▸ **AIM OF THE TASK**:
Reproduce all of the material below, requests included, and add 108 to each x and y coordinate in the point answers.

▸ **DATA ROWS**:
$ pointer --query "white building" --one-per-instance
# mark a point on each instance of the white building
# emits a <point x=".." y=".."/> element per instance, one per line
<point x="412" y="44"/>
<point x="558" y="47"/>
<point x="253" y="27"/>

▸ **PROBLEM SOLUTION**:
$ pointer --query "white building" --one-per-instance
# mark a point on each instance of the white building
# emits a <point x=".." y=".."/> element per instance, one per line
<point x="520" y="152"/>
<point x="666" y="155"/>
<point x="361" y="135"/>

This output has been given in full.